Rewrite the listing below as a JSON list of strings, from its first line up to and including the line that contains "66], [278, 65]]". Give one string per line and leave out blank lines.

Start of Given records

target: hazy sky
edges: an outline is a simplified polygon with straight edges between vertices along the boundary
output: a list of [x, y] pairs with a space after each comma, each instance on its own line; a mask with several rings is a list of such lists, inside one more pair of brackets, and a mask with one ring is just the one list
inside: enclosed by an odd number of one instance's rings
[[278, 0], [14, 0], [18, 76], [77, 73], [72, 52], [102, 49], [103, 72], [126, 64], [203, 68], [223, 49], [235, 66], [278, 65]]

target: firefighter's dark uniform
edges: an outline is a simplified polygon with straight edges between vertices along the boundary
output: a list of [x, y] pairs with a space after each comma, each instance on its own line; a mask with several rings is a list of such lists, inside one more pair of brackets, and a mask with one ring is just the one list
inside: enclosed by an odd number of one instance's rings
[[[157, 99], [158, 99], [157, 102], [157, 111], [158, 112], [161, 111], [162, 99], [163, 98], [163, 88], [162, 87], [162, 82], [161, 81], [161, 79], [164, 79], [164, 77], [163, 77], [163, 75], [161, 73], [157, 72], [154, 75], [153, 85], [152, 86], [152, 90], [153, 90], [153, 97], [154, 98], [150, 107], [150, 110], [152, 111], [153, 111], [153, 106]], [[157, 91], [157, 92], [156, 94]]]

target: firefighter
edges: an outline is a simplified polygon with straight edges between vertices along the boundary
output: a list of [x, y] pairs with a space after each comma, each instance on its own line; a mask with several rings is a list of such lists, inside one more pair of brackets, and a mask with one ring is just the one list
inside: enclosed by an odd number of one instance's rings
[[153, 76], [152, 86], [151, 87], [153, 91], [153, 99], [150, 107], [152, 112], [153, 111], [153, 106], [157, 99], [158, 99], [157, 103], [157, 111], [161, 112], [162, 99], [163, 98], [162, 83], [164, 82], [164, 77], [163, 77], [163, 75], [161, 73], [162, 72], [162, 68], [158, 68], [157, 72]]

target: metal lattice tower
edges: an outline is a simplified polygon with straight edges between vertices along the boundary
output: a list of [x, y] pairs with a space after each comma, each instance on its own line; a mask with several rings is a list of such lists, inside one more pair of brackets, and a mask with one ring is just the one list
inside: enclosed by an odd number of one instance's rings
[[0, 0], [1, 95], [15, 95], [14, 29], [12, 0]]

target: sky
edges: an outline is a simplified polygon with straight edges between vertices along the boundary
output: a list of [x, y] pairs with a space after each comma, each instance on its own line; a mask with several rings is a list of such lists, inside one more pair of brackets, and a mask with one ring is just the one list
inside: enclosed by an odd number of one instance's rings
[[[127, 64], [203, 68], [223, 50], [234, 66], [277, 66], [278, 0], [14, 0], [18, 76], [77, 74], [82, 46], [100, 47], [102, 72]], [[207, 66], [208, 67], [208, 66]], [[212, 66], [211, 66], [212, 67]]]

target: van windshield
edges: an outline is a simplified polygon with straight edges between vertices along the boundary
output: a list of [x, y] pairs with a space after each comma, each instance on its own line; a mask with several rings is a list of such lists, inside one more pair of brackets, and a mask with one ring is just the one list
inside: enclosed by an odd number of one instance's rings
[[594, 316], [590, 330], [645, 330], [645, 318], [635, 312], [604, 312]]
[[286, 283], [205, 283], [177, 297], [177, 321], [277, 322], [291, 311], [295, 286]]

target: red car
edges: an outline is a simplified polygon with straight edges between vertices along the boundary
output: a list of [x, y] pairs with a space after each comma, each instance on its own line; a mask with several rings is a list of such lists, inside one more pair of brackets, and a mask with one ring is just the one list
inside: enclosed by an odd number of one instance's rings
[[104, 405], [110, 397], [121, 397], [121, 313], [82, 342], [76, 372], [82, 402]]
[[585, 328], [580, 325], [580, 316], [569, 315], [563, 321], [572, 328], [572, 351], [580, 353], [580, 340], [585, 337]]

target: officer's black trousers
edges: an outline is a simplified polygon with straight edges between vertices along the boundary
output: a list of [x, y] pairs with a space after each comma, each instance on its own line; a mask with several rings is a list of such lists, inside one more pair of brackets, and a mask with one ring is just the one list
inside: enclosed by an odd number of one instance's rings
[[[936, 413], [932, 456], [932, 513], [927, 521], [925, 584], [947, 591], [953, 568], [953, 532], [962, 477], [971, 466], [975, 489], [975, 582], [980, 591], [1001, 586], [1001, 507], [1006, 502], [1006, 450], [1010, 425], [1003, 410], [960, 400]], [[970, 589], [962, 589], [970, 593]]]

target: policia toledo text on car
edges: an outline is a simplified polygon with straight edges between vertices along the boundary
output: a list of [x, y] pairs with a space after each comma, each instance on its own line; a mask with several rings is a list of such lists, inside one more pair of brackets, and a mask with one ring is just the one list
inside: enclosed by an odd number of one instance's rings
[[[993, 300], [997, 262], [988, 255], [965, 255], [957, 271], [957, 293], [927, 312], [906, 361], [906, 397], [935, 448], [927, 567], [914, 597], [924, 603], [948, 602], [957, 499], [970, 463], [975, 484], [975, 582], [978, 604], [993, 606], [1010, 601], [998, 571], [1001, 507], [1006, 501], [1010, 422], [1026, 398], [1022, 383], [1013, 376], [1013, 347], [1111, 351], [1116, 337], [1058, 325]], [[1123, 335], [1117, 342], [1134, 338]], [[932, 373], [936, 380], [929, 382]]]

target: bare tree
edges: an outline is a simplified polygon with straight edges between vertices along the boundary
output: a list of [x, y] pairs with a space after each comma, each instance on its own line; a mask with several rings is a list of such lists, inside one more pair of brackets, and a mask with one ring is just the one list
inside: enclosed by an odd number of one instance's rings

End of Given records

Task solution:
[
  "target: hazy sky",
  "edges: an outline is a simplified polygon with straight edges between vertices along the boundary",
  "output: a list of [x, y] pairs with a space after each comma, each instance on its own line; a mask with several rings is a list of such lists, inside one more pair of brackets, and a mask with one ring is just the one list",
  "inside: enclosed by an odd number of one instance's rings",
  "[[278, 0], [14, 0], [18, 76], [77, 73], [72, 52], [102, 49], [103, 72], [126, 64], [203, 68], [223, 49], [235, 66], [278, 65]]"
]